To be done: Copy the items from the line containing "bowl rim, each" down to the line containing "column 757, row 598", replacing "ground cinnamon" with "cinnamon powder" and keeping everything else the same.

Start

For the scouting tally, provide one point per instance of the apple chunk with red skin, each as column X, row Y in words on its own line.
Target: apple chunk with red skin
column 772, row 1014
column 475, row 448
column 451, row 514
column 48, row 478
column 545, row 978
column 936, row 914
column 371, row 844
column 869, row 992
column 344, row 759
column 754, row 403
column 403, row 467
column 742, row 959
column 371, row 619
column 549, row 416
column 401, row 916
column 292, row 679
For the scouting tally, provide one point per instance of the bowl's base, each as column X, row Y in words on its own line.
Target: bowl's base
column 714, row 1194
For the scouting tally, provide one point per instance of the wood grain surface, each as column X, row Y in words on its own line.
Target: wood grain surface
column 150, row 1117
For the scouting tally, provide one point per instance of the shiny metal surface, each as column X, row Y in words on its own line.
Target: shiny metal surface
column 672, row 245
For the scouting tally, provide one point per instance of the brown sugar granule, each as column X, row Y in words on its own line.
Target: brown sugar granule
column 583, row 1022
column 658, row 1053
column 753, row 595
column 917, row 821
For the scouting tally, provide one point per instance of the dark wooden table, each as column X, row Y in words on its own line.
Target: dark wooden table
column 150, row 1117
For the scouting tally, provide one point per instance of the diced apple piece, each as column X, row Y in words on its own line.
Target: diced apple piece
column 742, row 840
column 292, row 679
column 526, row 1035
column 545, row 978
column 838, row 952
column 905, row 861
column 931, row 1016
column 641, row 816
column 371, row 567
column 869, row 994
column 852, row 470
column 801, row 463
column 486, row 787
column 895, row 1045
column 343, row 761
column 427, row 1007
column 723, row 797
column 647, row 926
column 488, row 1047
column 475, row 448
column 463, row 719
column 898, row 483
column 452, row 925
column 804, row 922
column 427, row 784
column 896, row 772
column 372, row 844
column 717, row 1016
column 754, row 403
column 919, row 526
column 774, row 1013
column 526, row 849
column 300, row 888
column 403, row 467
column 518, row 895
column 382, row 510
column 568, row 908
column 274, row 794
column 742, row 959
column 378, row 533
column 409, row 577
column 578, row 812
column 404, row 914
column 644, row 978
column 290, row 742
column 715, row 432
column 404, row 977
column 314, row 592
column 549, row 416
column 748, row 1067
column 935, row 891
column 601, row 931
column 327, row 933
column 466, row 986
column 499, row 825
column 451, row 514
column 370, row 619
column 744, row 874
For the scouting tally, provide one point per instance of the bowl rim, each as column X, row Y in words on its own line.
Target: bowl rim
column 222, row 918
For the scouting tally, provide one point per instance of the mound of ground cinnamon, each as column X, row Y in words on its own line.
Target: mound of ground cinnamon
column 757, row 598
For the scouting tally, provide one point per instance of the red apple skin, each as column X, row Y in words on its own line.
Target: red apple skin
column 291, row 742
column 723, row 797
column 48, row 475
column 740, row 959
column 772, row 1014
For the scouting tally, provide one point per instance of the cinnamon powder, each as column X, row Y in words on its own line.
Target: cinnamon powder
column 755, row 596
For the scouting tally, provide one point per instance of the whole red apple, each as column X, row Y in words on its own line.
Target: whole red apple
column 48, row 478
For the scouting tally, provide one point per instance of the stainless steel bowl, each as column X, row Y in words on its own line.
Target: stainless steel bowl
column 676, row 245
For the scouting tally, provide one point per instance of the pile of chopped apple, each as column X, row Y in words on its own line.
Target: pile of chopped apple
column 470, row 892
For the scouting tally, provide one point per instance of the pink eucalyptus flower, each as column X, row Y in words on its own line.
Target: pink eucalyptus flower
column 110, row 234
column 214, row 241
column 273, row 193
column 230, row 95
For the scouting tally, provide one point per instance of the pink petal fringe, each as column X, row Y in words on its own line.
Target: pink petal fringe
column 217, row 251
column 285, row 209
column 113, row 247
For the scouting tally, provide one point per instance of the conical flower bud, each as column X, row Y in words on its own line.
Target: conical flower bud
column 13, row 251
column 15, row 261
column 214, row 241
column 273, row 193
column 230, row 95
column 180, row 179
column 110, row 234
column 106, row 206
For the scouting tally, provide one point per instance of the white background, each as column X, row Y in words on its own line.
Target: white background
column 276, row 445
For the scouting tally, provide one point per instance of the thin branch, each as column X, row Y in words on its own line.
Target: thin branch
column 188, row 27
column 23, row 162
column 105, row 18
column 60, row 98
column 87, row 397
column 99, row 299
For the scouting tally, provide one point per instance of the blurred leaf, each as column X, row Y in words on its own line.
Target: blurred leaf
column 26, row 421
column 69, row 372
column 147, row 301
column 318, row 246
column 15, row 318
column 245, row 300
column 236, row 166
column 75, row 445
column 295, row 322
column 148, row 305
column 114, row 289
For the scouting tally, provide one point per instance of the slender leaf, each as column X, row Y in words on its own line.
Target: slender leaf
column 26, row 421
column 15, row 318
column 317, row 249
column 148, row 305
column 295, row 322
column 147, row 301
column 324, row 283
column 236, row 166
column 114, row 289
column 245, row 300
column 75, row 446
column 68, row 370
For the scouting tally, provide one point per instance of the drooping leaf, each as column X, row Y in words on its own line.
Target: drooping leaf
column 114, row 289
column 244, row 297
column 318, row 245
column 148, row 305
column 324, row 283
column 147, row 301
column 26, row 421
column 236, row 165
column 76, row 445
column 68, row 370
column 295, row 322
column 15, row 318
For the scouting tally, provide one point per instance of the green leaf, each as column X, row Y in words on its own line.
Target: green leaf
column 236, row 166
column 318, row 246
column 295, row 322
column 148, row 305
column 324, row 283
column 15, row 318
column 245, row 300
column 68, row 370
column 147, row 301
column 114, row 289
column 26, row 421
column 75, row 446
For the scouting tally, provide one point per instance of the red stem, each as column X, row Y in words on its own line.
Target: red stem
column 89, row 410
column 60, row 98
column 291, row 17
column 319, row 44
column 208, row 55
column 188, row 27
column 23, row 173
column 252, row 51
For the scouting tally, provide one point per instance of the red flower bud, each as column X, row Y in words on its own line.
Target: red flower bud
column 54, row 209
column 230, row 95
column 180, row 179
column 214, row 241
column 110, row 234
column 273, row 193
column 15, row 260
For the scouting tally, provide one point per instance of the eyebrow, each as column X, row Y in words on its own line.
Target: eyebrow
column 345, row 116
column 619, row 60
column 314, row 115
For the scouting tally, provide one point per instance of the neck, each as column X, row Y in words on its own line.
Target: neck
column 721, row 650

End
Start

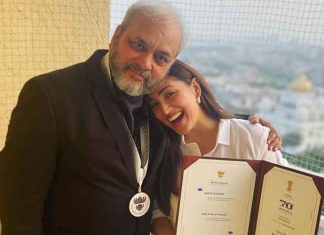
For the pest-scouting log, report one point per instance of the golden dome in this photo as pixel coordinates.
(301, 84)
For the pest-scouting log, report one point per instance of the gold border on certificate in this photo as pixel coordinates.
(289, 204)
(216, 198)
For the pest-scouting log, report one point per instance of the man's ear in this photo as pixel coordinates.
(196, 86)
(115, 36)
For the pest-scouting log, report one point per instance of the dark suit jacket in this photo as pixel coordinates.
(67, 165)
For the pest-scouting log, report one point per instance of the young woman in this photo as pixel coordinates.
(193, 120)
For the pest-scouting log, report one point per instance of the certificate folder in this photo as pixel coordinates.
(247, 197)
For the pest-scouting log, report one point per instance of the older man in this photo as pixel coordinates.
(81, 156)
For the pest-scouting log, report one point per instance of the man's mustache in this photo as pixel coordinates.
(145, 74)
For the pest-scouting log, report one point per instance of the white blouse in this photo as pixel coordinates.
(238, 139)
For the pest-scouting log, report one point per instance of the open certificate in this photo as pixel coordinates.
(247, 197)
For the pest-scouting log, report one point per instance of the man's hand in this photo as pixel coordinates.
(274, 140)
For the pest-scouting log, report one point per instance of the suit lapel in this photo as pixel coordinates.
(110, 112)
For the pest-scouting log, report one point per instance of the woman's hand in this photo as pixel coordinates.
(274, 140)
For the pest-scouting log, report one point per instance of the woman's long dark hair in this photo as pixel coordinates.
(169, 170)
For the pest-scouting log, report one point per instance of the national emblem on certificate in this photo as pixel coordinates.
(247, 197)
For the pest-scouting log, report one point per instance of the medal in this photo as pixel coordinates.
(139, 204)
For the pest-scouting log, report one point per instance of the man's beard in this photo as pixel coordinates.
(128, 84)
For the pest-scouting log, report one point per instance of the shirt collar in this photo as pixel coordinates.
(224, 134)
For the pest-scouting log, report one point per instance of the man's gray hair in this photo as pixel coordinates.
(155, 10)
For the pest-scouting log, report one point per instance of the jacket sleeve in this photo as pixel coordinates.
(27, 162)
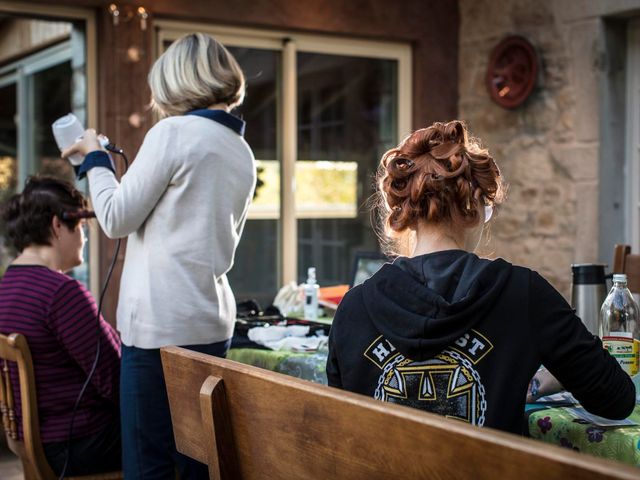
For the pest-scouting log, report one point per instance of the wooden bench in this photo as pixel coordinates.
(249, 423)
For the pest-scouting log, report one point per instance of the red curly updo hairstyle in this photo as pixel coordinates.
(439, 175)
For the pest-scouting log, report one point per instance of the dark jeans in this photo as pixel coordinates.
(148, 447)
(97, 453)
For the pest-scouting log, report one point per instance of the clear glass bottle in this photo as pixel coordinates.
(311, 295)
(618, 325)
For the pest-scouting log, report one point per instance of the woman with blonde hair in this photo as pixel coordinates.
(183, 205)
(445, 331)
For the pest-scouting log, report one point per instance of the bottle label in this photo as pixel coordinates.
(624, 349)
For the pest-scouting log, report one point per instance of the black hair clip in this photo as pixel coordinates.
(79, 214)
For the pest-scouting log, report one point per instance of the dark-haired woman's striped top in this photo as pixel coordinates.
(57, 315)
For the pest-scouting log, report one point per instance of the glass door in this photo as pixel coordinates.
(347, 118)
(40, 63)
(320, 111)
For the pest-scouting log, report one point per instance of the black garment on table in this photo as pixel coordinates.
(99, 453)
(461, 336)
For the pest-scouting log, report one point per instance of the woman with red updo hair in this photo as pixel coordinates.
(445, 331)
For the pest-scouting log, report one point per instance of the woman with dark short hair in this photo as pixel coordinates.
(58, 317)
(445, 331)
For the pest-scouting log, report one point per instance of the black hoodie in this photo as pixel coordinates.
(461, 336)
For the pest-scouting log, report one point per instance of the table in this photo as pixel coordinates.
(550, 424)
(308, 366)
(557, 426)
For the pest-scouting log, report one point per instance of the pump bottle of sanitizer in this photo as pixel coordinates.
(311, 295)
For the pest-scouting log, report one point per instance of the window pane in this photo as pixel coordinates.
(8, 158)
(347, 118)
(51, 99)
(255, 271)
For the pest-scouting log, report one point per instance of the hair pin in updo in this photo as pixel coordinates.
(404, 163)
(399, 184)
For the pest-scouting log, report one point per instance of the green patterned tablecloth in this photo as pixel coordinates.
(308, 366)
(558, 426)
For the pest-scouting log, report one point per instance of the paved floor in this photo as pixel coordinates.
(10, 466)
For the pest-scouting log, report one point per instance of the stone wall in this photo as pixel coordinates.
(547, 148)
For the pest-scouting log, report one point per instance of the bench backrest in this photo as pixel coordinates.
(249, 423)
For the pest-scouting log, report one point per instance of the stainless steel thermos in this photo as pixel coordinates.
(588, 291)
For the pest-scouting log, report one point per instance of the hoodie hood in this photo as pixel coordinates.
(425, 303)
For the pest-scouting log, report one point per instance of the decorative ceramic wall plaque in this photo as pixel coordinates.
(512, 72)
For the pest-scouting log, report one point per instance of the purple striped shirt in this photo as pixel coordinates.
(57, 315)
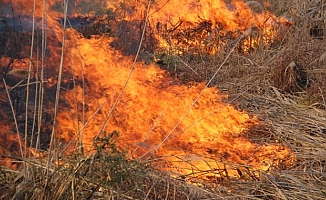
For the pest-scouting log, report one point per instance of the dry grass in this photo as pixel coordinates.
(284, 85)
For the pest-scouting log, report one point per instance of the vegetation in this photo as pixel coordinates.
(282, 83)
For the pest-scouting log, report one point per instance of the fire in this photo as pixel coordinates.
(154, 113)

End

Answer to the exercise:
For the scouting tally, provide one point per instance of the bowl rim, each as column X, row Y in words on its own line.
Target: bowl rim
column 222, row 918
For the scouting tally, provide one point per instance of the mound of cinnamon powder, each as column X, row Y in words on its own line.
Target: mound of cinnamon powder
column 757, row 598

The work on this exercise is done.